Stored data entries:
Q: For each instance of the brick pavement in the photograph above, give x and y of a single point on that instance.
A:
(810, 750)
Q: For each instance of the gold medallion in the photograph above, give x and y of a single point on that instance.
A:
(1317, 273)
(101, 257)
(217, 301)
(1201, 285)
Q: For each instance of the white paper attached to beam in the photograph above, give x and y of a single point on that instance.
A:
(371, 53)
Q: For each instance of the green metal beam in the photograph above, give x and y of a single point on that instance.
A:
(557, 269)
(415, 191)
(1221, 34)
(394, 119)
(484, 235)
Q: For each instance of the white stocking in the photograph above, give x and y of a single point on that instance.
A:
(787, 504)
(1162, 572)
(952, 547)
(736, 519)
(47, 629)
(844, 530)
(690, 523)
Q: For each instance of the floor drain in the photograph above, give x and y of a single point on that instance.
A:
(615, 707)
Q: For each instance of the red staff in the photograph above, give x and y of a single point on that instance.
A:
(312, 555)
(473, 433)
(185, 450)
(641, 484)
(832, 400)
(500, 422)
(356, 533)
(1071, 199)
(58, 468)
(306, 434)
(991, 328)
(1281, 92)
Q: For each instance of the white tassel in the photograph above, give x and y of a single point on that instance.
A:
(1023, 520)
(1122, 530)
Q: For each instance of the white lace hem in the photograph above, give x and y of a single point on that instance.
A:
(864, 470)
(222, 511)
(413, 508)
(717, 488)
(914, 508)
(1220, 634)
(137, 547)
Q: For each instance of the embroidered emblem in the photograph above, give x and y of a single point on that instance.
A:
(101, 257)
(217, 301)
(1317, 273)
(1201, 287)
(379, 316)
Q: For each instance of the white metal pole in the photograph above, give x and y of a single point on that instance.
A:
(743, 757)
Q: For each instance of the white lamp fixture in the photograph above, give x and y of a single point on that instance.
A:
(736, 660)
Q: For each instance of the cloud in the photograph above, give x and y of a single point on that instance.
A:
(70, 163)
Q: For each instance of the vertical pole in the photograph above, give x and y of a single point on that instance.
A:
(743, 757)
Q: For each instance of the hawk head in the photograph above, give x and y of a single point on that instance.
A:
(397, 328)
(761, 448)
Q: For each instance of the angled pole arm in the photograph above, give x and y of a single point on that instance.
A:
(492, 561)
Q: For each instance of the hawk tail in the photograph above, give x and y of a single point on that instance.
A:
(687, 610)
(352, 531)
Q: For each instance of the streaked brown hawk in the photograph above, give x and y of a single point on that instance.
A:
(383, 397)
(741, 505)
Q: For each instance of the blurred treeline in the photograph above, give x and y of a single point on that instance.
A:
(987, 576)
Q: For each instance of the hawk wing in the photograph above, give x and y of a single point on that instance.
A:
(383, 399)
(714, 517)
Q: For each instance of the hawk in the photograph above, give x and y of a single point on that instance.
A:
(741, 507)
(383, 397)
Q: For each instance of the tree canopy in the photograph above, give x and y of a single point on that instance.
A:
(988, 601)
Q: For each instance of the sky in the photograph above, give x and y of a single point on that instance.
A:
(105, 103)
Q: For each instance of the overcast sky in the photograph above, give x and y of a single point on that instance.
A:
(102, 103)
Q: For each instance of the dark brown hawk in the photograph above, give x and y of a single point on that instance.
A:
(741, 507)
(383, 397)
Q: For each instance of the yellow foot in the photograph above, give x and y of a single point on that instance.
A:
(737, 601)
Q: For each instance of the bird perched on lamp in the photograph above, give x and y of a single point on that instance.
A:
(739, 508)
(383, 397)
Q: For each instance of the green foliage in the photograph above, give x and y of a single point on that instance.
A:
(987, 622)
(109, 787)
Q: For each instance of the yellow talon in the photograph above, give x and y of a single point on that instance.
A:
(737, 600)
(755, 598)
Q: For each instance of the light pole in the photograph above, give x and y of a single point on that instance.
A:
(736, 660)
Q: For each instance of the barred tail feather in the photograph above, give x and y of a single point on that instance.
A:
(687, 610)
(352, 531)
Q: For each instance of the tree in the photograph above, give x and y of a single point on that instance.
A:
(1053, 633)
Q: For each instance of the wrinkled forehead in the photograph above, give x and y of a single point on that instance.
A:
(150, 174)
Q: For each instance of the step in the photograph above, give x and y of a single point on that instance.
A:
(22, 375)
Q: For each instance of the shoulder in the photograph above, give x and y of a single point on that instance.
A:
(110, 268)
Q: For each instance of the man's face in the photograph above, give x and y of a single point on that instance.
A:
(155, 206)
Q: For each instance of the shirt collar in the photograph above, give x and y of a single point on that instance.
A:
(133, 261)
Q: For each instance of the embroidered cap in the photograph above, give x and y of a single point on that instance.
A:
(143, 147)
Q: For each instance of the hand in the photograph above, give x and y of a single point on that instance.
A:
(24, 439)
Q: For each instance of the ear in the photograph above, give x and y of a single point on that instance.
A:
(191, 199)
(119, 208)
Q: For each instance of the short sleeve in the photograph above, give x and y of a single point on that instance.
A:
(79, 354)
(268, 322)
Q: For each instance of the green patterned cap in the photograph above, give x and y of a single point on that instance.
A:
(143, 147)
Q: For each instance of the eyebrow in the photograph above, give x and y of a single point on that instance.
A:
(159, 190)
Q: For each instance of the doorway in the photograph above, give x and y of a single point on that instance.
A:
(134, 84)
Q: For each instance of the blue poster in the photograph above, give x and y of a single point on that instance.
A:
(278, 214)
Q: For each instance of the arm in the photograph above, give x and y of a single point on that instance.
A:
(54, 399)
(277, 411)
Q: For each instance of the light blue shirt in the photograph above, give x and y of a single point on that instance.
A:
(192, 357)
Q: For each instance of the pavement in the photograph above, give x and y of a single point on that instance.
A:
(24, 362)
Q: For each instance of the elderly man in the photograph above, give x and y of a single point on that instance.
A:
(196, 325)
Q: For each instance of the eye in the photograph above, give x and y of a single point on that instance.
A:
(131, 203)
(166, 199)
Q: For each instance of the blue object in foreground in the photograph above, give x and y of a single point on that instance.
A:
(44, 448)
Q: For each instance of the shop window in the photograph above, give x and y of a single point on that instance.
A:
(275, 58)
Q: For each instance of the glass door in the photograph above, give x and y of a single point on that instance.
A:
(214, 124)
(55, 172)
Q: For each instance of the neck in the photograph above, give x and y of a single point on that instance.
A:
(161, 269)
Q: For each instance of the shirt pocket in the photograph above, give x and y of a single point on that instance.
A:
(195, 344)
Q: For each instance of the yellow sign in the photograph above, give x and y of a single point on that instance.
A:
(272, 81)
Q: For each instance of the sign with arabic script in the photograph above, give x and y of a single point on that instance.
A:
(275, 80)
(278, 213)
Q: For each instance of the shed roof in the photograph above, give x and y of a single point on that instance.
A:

REQUIRED ACTION:
Beginning with the line above that contains "Q: For each instance of the red", copy each line exactly up to and including the line that contains "Q: For each instance of the white lace", and go no further.

EXERCISE RESULT:
Q: For each instance of the red staff in the photograph above, give x and y of a single point on that instance.
A:
(312, 555)
(473, 433)
(185, 450)
(641, 484)
(832, 400)
(500, 422)
(356, 533)
(1071, 199)
(58, 468)
(306, 434)
(991, 328)
(1281, 92)
Q: For each instance of the white tassel in the photograph above, give x and y of a single point on that instance.
A:
(1023, 520)
(1122, 530)
Q: For each instance of the white lace hem in the photograph above, give x and y of a single point on that instance.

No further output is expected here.